PROBLEM STATEMENT:
Reproduce the lines of the material exactly, excluding every image.

EXERCISE INPUTS:
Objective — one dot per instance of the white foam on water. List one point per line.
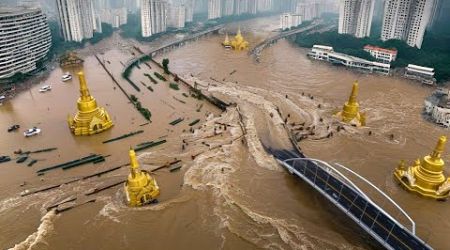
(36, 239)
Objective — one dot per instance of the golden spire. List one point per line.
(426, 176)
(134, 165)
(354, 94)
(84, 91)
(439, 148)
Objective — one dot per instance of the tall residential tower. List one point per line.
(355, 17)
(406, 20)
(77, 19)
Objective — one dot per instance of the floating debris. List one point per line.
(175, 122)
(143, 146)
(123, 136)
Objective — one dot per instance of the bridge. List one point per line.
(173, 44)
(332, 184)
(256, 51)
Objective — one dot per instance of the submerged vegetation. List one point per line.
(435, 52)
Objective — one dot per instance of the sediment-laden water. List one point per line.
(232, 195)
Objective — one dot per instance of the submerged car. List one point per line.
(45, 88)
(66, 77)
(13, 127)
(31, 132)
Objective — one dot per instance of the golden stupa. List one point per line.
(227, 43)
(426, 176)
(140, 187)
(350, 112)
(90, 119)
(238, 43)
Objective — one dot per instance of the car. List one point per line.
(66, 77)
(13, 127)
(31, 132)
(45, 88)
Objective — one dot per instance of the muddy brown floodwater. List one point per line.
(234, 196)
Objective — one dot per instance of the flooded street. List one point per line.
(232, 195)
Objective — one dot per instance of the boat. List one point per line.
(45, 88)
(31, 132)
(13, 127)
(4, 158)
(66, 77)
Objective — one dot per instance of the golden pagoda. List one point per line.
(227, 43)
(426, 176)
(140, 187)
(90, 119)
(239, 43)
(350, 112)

ANSWER FOR THIS EXERCISE:
Objective — one dot per instance of the white foam on water. List one point per line.
(36, 239)
Objective — one dot per instance of the golden spire. List one point per line.
(426, 176)
(134, 165)
(354, 94)
(84, 91)
(439, 148)
Objective — one dot per instance of the tall residential tower. List one point per line.
(355, 17)
(406, 20)
(77, 19)
Objective — one dot per instance of the floating debris. List one point per line.
(175, 122)
(143, 146)
(123, 136)
Objective — one dot per instance of the bridge. List one point per line.
(173, 44)
(332, 184)
(256, 51)
Objective — one dot per instance of the submerged vegetation. List one point per line.
(435, 52)
Objective — one dot per instance of the sediment-laden water. List one point per line.
(232, 195)
Objective — one dot per instance of the submerged car. List one point per line.
(45, 88)
(66, 77)
(13, 127)
(31, 132)
Objective — one dot per instance of the golden stupa. List one point per line.
(227, 43)
(426, 176)
(140, 187)
(350, 112)
(90, 119)
(238, 43)
Objective — one dot per instance of the car. List one point per line.
(66, 77)
(13, 127)
(31, 132)
(45, 88)
Objective — one dot per instance of the muddy brown floodwater. List one point per line.
(234, 196)
Objective — one dot per instance of the flooded street. List one point per line.
(232, 195)
Objective — one dot per instance of the boat. List one point per line.
(45, 88)
(31, 132)
(13, 127)
(4, 158)
(66, 77)
Objective — one dot per instance of the golden pagoda. List one point per line.
(227, 43)
(426, 176)
(140, 187)
(90, 119)
(239, 43)
(350, 112)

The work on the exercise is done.